- **Work order**:
Each line from the one containing "Question. Identify every instance of the building facade" through the end of the data must be retyped exactly, and no other line.

- **Materials provided**:
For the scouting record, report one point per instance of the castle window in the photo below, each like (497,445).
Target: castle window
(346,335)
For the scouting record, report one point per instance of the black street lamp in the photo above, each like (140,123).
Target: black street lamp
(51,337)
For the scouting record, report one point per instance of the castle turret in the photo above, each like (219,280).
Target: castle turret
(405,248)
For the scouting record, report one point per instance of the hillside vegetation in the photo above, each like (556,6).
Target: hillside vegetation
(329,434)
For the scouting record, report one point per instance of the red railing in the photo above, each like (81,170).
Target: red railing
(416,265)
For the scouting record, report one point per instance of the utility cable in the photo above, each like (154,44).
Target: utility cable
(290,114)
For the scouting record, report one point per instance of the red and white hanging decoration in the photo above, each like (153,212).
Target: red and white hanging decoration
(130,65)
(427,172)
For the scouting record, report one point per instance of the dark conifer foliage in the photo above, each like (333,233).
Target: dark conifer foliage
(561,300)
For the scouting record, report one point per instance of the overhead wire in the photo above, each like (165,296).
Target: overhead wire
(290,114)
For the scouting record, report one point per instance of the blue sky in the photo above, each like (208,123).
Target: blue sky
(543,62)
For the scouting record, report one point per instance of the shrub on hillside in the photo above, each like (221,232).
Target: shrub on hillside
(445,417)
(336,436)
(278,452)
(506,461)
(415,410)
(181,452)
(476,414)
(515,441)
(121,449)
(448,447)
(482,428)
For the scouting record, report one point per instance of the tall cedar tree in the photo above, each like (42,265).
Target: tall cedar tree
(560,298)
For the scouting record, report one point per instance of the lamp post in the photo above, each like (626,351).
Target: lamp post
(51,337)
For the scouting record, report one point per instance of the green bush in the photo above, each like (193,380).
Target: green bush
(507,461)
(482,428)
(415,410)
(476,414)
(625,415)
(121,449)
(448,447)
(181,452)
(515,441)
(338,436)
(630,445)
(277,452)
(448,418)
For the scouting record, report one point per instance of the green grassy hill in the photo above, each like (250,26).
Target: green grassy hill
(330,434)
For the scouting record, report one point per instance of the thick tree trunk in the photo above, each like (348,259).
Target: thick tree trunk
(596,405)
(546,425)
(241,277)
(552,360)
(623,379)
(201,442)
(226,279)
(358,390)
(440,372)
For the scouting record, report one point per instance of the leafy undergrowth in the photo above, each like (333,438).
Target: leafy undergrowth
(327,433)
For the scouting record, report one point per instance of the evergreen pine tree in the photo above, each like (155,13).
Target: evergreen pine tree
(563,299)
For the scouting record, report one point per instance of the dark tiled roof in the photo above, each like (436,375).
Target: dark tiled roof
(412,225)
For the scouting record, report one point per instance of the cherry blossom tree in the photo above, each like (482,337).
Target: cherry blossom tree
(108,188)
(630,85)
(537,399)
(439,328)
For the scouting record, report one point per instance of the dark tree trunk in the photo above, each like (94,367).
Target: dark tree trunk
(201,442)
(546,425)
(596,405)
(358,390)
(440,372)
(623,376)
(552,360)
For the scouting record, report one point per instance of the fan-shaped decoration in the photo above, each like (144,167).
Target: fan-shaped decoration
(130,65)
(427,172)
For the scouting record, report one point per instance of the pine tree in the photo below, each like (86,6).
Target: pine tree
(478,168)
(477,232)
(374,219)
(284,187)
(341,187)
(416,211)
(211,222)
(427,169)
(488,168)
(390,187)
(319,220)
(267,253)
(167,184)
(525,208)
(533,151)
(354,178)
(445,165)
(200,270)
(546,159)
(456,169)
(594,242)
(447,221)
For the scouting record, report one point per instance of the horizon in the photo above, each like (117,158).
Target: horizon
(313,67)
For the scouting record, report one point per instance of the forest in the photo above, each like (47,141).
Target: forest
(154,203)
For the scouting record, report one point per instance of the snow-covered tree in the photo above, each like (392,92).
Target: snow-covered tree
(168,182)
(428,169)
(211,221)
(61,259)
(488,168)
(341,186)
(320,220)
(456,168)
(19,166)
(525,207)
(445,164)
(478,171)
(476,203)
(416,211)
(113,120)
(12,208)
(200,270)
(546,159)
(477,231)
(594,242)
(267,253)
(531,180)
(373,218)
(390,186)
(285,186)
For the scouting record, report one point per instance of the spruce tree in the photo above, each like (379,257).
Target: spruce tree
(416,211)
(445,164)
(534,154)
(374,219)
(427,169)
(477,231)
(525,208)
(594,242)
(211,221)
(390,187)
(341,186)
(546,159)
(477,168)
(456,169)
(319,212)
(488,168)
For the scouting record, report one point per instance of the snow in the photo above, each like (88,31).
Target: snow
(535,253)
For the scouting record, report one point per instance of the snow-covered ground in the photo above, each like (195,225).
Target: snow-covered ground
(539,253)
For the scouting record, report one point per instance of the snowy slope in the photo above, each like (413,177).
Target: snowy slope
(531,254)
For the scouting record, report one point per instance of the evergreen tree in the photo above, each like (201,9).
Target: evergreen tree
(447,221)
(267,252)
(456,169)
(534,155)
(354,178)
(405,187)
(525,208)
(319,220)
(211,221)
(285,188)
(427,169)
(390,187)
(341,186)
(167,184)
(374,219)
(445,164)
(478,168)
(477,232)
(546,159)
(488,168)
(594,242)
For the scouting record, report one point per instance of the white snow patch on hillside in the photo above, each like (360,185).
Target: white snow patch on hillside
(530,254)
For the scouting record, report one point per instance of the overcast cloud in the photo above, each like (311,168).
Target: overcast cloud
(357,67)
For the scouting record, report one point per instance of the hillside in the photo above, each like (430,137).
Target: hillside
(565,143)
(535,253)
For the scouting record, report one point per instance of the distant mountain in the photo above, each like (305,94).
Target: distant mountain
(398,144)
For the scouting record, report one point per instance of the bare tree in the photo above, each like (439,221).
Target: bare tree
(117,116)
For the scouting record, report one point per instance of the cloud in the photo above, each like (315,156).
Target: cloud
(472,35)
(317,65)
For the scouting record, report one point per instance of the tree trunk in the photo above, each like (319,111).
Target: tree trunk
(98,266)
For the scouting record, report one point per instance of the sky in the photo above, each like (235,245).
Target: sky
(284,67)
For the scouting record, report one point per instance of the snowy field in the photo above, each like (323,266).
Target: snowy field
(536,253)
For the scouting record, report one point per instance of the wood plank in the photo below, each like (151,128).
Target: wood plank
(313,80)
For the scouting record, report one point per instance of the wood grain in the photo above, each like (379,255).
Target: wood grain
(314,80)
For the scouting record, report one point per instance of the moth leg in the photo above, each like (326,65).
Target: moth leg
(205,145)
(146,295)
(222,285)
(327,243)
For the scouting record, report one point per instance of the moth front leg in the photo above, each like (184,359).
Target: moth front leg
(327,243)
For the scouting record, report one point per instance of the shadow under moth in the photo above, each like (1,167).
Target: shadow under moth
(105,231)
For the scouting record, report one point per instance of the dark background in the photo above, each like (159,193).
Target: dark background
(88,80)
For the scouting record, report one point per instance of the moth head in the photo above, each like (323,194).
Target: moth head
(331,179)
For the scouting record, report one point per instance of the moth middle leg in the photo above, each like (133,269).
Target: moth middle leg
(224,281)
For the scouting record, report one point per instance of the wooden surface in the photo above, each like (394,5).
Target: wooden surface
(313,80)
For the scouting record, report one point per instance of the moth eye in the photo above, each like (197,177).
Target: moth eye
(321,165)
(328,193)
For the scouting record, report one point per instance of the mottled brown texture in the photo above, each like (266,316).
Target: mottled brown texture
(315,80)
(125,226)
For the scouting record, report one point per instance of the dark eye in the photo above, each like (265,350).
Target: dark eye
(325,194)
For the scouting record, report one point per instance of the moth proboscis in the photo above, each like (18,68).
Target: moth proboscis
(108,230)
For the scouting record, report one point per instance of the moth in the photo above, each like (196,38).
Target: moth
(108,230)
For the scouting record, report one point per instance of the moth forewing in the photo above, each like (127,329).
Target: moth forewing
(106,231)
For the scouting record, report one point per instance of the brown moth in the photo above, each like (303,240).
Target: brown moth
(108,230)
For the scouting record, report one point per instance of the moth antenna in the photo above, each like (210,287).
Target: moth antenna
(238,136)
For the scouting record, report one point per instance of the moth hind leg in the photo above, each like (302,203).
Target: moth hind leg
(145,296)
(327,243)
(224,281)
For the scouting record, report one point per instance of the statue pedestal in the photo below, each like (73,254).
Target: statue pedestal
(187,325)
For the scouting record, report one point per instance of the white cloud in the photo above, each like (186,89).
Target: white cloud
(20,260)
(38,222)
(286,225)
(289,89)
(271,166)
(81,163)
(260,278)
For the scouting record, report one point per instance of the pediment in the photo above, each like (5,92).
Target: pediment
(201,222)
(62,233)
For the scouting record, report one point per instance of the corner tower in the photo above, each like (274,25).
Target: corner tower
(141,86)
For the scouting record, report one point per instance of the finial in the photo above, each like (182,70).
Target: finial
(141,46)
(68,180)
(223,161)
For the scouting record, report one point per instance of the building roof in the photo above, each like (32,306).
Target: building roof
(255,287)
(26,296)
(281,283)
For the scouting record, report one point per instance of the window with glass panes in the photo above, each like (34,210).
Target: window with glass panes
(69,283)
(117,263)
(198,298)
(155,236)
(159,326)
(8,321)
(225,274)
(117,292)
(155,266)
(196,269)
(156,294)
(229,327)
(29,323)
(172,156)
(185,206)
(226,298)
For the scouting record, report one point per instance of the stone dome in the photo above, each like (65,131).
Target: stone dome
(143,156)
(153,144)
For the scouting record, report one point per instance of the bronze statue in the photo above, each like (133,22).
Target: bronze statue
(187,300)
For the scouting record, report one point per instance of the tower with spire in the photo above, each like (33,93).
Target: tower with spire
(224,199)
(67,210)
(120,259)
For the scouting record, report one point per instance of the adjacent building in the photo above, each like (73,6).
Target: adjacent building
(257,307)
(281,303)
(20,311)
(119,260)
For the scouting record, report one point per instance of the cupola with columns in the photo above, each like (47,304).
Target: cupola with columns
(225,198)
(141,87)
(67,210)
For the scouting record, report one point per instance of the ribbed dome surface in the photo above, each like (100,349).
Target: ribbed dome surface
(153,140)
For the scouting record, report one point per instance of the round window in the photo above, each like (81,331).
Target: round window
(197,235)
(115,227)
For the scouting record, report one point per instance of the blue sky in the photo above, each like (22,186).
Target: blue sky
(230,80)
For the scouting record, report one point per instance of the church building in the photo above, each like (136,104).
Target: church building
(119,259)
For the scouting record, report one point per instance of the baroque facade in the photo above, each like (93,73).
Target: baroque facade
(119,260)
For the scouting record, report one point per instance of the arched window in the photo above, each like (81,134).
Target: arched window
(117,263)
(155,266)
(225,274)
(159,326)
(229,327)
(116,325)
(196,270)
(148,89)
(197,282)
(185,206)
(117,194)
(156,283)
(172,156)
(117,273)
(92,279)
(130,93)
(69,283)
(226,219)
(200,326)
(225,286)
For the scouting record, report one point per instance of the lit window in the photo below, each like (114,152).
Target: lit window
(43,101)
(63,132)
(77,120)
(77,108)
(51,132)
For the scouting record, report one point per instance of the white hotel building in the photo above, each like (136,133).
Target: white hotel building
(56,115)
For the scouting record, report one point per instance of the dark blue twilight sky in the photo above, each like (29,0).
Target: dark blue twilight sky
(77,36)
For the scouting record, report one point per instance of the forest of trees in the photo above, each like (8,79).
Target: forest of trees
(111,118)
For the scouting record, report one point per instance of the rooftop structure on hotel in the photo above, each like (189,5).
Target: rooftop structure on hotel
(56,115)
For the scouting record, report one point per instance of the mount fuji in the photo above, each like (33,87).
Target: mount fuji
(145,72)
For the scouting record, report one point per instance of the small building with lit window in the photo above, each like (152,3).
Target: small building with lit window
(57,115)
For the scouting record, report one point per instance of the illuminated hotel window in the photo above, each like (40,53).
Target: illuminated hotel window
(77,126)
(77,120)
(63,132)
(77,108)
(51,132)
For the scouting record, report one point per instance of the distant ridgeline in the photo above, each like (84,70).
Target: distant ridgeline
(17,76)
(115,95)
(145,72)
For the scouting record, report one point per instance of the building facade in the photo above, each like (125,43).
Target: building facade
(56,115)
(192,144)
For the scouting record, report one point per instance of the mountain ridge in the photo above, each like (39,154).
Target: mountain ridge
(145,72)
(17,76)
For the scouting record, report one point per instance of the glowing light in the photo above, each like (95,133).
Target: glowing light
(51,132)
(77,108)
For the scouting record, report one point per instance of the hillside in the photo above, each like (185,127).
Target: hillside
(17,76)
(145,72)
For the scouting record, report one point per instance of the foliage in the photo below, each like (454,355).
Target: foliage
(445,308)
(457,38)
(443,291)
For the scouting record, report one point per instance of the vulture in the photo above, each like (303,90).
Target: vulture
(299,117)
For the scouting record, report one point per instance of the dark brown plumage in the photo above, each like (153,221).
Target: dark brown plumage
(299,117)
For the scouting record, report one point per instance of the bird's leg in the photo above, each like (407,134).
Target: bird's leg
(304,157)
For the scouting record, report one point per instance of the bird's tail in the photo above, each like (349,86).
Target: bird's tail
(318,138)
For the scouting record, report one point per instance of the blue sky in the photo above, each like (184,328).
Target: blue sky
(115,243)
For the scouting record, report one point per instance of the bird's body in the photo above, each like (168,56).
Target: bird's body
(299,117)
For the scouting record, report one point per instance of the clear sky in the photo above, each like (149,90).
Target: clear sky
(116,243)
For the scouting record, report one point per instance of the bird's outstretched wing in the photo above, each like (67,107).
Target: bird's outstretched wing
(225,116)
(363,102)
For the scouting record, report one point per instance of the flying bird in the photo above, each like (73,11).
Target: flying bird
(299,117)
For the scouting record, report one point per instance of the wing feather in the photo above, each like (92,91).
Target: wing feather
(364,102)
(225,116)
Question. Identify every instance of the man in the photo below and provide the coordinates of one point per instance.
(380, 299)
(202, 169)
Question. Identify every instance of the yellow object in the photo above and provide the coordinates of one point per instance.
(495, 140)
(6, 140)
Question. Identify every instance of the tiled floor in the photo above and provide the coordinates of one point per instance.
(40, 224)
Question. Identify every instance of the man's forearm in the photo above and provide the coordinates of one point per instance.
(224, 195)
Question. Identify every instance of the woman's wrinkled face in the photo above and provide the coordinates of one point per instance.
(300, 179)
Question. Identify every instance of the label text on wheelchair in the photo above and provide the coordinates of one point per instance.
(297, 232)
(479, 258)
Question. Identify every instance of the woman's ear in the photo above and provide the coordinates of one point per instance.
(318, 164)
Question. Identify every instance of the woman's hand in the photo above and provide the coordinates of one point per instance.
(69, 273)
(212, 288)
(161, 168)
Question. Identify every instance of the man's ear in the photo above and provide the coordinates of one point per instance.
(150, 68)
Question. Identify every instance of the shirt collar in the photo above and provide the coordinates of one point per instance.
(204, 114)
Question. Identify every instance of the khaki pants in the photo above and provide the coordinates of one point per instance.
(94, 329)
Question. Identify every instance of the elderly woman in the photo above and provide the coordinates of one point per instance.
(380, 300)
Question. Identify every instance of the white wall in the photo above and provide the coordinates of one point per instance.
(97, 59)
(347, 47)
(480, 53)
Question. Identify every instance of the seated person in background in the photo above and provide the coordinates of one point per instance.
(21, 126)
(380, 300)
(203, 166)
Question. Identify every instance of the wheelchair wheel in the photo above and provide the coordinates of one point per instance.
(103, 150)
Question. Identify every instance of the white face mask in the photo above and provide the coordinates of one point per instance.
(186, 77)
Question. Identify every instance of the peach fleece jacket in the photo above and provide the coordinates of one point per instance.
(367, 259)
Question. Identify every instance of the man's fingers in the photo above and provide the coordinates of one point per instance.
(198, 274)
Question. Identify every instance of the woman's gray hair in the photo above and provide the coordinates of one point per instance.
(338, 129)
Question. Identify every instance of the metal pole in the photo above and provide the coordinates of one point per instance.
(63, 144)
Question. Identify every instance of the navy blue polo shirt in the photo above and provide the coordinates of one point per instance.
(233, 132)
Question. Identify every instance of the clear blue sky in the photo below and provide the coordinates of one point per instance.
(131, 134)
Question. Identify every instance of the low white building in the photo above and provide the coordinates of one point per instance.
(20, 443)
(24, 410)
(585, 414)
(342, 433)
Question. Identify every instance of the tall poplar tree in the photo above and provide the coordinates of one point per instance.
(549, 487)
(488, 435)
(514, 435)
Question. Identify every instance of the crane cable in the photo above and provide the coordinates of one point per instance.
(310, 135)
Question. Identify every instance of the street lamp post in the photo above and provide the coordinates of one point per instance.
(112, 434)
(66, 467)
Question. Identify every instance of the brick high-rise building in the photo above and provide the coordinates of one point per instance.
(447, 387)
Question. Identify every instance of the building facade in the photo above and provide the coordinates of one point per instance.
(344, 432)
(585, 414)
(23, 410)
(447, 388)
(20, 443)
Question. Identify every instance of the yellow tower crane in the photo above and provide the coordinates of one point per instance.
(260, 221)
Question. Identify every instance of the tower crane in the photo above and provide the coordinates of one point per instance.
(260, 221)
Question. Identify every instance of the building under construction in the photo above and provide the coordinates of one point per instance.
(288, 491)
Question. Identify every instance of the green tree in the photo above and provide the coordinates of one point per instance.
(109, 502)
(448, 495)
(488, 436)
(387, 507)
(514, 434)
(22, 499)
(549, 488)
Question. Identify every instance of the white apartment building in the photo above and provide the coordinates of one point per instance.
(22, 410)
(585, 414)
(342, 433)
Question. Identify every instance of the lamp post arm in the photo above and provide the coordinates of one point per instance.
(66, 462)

- **Exercise answer**:
Question. Identify every instance of the building facade in the photo above and provide the coordinates of one point per instance.
(344, 432)
(585, 414)
(23, 410)
(447, 388)
(20, 443)
Question. Identify every instance of the yellow tower crane in the photo above and provide the coordinates of one point per instance.
(260, 221)
Question. Identify every instance of the tower crane in the photo above and provide the coordinates of one point per instance.
(260, 221)
Question. Identify every instance of the building under construction in the photo above and provide the coordinates of one point per instance.
(288, 491)
Question. Identify every instance of the green tree in the photo above and provide the coordinates of one point per instance.
(109, 502)
(448, 495)
(488, 436)
(387, 507)
(514, 434)
(22, 499)
(549, 488)
Question. Identify every instance of the white apartment building in the photo above and provide the coordinates of one point per instance.
(22, 410)
(585, 414)
(342, 433)
Question. Identify every instance of the lamp post arm in the photo above and provide the coordinates of one point per instance.
(66, 462)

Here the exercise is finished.